_PROBLEM TO WORK ON_
Repeat each of these records exactly.

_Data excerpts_
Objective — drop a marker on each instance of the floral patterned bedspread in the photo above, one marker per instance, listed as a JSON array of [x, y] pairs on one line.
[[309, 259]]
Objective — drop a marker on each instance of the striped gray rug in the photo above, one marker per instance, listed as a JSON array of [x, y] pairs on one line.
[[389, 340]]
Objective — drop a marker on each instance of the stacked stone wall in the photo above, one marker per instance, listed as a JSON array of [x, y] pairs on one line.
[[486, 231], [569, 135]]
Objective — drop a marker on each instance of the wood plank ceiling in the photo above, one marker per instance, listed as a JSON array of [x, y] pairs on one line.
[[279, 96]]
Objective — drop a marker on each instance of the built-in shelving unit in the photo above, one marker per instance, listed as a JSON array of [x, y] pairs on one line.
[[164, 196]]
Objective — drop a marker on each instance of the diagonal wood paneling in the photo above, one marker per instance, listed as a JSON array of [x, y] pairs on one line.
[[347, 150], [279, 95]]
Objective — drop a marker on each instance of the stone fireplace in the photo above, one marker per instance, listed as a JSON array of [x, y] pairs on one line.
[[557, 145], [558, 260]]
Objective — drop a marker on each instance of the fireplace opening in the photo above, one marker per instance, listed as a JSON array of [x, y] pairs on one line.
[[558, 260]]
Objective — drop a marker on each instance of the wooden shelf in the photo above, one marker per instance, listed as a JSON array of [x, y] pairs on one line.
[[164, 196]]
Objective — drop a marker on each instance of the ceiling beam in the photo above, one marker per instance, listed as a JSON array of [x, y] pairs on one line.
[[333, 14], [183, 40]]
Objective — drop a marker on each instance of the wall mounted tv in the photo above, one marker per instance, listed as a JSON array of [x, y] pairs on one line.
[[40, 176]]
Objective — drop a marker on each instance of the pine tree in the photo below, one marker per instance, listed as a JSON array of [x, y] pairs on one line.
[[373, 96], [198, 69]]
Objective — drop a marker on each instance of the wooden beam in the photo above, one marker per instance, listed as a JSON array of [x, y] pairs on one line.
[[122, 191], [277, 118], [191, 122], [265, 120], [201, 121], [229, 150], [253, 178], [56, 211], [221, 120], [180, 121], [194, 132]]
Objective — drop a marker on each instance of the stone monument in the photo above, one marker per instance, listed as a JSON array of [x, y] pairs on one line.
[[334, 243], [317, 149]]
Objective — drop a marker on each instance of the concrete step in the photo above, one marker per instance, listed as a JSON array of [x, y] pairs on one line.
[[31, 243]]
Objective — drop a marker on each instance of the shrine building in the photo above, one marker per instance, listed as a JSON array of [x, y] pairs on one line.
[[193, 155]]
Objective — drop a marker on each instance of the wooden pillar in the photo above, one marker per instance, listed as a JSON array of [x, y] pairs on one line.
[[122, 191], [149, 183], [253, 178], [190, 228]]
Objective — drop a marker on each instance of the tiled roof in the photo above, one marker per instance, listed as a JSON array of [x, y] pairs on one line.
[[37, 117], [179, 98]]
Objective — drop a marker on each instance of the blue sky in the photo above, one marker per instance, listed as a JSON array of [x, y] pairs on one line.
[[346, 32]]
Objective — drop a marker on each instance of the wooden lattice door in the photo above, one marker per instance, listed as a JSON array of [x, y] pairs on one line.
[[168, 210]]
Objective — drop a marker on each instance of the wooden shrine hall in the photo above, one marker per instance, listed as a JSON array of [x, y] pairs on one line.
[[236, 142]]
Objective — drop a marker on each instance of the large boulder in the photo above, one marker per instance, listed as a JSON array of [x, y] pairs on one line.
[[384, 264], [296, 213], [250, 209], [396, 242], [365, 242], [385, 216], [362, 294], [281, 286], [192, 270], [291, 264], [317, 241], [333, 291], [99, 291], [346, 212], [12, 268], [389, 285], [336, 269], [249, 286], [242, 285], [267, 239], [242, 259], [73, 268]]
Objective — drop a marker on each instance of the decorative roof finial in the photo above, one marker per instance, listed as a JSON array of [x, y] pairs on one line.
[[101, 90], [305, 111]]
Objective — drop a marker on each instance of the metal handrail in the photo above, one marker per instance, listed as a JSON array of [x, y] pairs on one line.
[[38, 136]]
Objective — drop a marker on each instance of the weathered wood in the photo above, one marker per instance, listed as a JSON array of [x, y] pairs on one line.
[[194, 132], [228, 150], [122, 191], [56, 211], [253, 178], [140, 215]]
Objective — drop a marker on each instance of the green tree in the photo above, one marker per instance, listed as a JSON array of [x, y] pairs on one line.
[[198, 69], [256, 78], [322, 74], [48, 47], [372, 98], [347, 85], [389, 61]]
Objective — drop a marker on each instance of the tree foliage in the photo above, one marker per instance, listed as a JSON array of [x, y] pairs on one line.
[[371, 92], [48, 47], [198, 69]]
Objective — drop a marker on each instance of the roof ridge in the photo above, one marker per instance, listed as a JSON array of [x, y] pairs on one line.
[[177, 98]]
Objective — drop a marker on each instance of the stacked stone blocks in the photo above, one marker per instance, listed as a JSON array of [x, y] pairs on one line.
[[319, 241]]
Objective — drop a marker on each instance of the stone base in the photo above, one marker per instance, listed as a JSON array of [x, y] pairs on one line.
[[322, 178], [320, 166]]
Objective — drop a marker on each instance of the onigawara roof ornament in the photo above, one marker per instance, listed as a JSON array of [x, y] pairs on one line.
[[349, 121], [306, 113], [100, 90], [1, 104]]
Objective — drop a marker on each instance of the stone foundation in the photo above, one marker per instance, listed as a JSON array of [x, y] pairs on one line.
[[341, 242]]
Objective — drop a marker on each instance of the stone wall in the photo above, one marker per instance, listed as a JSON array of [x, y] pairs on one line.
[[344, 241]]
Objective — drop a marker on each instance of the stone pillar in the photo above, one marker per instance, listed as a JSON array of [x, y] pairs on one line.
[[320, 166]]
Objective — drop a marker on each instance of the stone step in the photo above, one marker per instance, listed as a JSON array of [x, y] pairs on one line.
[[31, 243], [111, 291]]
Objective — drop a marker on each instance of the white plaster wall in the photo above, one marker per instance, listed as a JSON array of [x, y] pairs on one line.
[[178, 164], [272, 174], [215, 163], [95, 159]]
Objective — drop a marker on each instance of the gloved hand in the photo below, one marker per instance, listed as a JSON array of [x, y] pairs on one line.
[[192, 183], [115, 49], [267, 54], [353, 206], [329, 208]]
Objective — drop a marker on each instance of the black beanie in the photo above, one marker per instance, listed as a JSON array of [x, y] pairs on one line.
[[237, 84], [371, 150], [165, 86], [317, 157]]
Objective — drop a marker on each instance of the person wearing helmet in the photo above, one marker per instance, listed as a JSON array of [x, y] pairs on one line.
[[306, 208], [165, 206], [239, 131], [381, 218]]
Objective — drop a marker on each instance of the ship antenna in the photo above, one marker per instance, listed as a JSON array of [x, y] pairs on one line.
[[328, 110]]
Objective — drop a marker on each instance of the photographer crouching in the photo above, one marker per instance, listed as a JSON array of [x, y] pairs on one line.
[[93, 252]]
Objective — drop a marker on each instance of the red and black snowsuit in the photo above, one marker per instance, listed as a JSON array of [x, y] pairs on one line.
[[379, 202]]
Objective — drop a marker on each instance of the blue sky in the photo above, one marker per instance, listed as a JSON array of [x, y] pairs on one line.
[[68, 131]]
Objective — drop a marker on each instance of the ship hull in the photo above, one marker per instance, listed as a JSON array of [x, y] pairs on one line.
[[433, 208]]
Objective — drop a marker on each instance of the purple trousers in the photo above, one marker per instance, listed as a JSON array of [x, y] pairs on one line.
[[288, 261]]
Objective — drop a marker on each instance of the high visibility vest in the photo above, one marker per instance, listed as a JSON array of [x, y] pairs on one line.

_TASK ANSWER_
Objective — drop a marker on each instance of the floral patterned bedspread in the photo above, one marker per instance, listed as a JSON array of [x, y] pairs on one line.
[[309, 259]]
Objective — drop a marker on each instance of the striped gray rug in the photo above, one marker per instance, listed as a JSON array of [x, y] pairs on one line.
[[389, 340]]
Objective — drop a marker on each instance of the stacked stone wall in the photo above, one marker per instance, listed as a JSON array of [x, y] pairs on one line.
[[486, 231], [569, 135]]
Objective — drop a marker on each instance of the wood plank ceiling in the photo above, one marker per instance, listed as a JSON array of [x, y] pairs on one line.
[[279, 96]]
Objective — drop a marker on each instance of the built-in shelving unit in the photo above, one marker per instance, listed as a JSON array of [x, y] pairs on one line.
[[164, 196]]
Objective — drop a marker on each instance of the diagonal wood paneling in the photo above, one marker per instance, listed as a JSON array of [x, y] pairs on one line.
[[347, 150], [279, 95]]
Objective — drop a marker on each instance of the stone fireplace in the photo above, one marker per instance, listed as a JSON array of [x, y] pairs on one line.
[[557, 145], [558, 260]]
Objective — drop a marker on each instance of the fireplace opening in the photo above, one marker per instance, listed as a JSON array of [x, y] pairs on one line.
[[558, 260]]
Objective — drop a marker on each instance of the wooden shelf in the photo above, one marker per instance, listed as a JSON array of [x, y] pairs on one line.
[[164, 196]]
Objective — drop a marker on each instance of the ceiling beam in the photo above, one marker per instance, listed as a JSON array of [x, y] pairs on one line.
[[333, 14], [183, 40]]
Objective — drop a marker on each instance of the wall mounted tv in the photo above, one marker per instance, listed as a JSON array of [x, y] pairs on one line.
[[40, 176]]
Objective — drop a marker on each instance of the pine tree in the photo below, one marker per instance, listed as a JSON array of [x, y] pairs on one line.
[[373, 96], [198, 69]]
Objective — drop a marker on each instance of the wooden beam in the photo above, one marker per instance, listed as a JSON array of [x, y] pairs on one line.
[[122, 191], [277, 118], [191, 122], [265, 120], [201, 121], [229, 150], [253, 178], [56, 211], [221, 120], [180, 121], [194, 132]]
Objective — drop a marker on each instance of the stone monument in the photo above, one marker per instance, listed as a JSON array of [x, y] pairs on one line.
[[334, 243], [317, 149]]
Objective — drop a marker on each instance of the concrete step in the photo above, one marker per instance, listed as a JSON array of [x, y] pairs on one line.
[[31, 243]]
Objective — drop a marker on each instance of the shrine building in the photo above, one marker per instance, listed as a JSON array of [x, y] pairs on one line.
[[193, 155]]
Objective — drop a marker on each instance of the wooden pillar in the photo above, one marker per instance, listed as a JSON array of [x, y] pairs on one line.
[[122, 191], [149, 183], [253, 178], [190, 228]]
Objective — drop a marker on each instance of the tiled roof in the photo above, one marker per instance, listed as a JSON array of [x, y] pairs on one line.
[[37, 117], [179, 98]]
Objective — drop a marker on each instance of the blue sky in the photo above, one marker per instance, listed as a JSON array of [x, y] pairs on one line.
[[346, 32]]
Objective — drop a marker on each instance of the wooden lattice door in the photo above, one marker per instance, listed as a JSON array of [x, y] pairs on one line.
[[168, 210]]
Objective — drop a marker on each instance of the wooden shrine hall in the photo above, one marker per instance, listed as a JSON array of [x, y] pairs on one line.
[[236, 142]]
Objective — drop a marker on each instance of the large boulder in the photo above, one marker per instance, listed as a JSON array of [x, y] pairs on one line.
[[384, 264], [296, 213], [250, 209], [396, 242], [365, 242], [385, 216], [362, 294], [281, 286], [192, 270], [291, 264], [317, 241], [333, 291], [99, 291], [346, 212], [12, 268], [389, 285], [336, 269], [249, 286], [242, 285], [267, 239], [242, 259], [73, 268]]
Objective — drop a marker on each instance of the decorative roof finial in the photo above, one marker per instance, listed as a JSON array of [x, y] pairs on one line.
[[101, 90], [305, 111]]
Objective — drop a marker on each instance of the metal handrail in the photo above, one marker per instance, listed as a JSON array of [x, y] pairs on one line.
[[38, 136]]
Objective — drop a marker on each instance of the weathered wood in the photo above, one marker per instance, listed as a JSON array of [x, y] pairs on one line.
[[194, 132], [228, 150], [122, 191], [56, 211], [253, 178], [140, 215]]
Objective — drop a marker on each instance of the green tree in the photo above, one marker per instance, listed as a JSON array of [x, y] pairs on one line.
[[198, 69], [256, 78], [322, 74], [48, 47], [372, 98], [347, 85], [389, 61]]
Objective — drop a marker on each instance of the tree foliage in the photo above, one marker per instance, listed as a JSON array of [x, y] pairs on one line.
[[371, 92], [48, 47], [198, 69]]
Objective — drop a marker on each instance of the roof ridge in the photo above, one marker per instance, listed as a JSON array of [x, y] pairs on one line.
[[177, 98]]
Objective — drop a marker on each instance of the stacked stone blocks in the photo above, one marker per instance, listed as a JSON array of [x, y] pairs on one line.
[[319, 241]]
Objective — drop a marker on each instance of the stone base in the photo above, one marker per instance, listed as a JSON array of [x, y] pairs on one line.
[[322, 178], [320, 166]]
Objective — drop a marker on each instance of the onigawara roof ornament in the photo above, one marker per instance, listed as a JSON array of [x, y] pairs on one line.
[[349, 121], [306, 113], [100, 90], [1, 104]]
Objective — drop a marker on each instance of the stone foundation in the photo above, one marker per instance, listed as a JSON array of [x, y] pairs on one line.
[[341, 242]]
Objective — drop a marker on each instance of the stone wall in the photo above, one marker per instance, listed as a JSON array of [x, y] pairs on one line.
[[344, 241]]
Objective — drop a marker on each instance of the stone pillar in the photo above, one marker per instance, listed as a JSON array of [x, y] pairs on one line.
[[320, 166]]
Objective — drop a marker on each instance of the stone step in the photo above, one marker per instance, listed as a JSON array of [x, y] pairs on one line.
[[31, 243], [111, 291]]
Objective — drop a marker on each instance of the white plaster wall in the photo above, one marker per instance, listed as a JSON array of [x, y] pairs on one line.
[[178, 164], [272, 174], [215, 163], [95, 159]]
Objective — drop a marker on each instance of the gloved hand in the photo below, one marker per instance, listed as a JSON array of [x, y] pairs on one line.
[[192, 183], [115, 49], [267, 54], [353, 206], [329, 208]]
Objective — drop a marker on each instance of the black beanie in the photo above, one marker per instance, listed as a JSON array of [x, y] pairs on one line.
[[237, 84], [371, 150], [165, 86], [317, 157]]
Objective — drop a marker on each instance of the person wearing helmet in the photo above, one marker per instance, listed as a JSON array of [x, y] pairs on one line.
[[306, 208], [165, 206], [239, 131], [381, 218]]
Objective — drop a marker on each instance of the ship antenna in the photo above, one marker per instance, listed as a JSON array of [x, y] pairs on one line.
[[328, 110]]
Objective — drop a marker on each instance of the photographer crouching in the photo above, one marker per instance, listed as a JSON array of [x, y] pairs on one line.
[[93, 252]]
Objective — drop a marker on each instance of the red and black snowsuit in the photo above, one marker per instance, listed as a JSON array of [x, y] pairs on one line.
[[379, 202]]
Objective — drop a marker on each instance of the blue sky in the photo above, one marker per instance, listed as a JSON array of [x, y] pairs on one line.
[[68, 131]]
Objective — drop a marker on each instance of the ship hull in the photo above, one marker per instance, listed as a JSON array of [x, y] pairs on one line.
[[433, 208]]
Objective — drop a marker on each instance of the purple trousers in the photo above, one marker per instance, listed as a JSON array of [x, y] pairs on one line.
[[288, 261]]
Objective — drop a marker on each instance of the high visibility vest in the photo above, one marker per instance, listed as a JSON array of [x, y] pairs on one line.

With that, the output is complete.